##### DATASET ENTRIES #####

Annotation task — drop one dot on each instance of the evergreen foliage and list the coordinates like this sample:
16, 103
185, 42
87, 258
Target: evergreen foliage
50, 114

#####

[GIVEN TASK]
Rewrite the items above with every instance of "evergreen foliage" swapped for "pine needles", leaving everything else untouched.

[THE RESPONSE]
Annotation task — drop one dot on each instance of the pine needles and list the coordinates like this sample:
16, 103
185, 42
87, 258
Target: pine needles
50, 114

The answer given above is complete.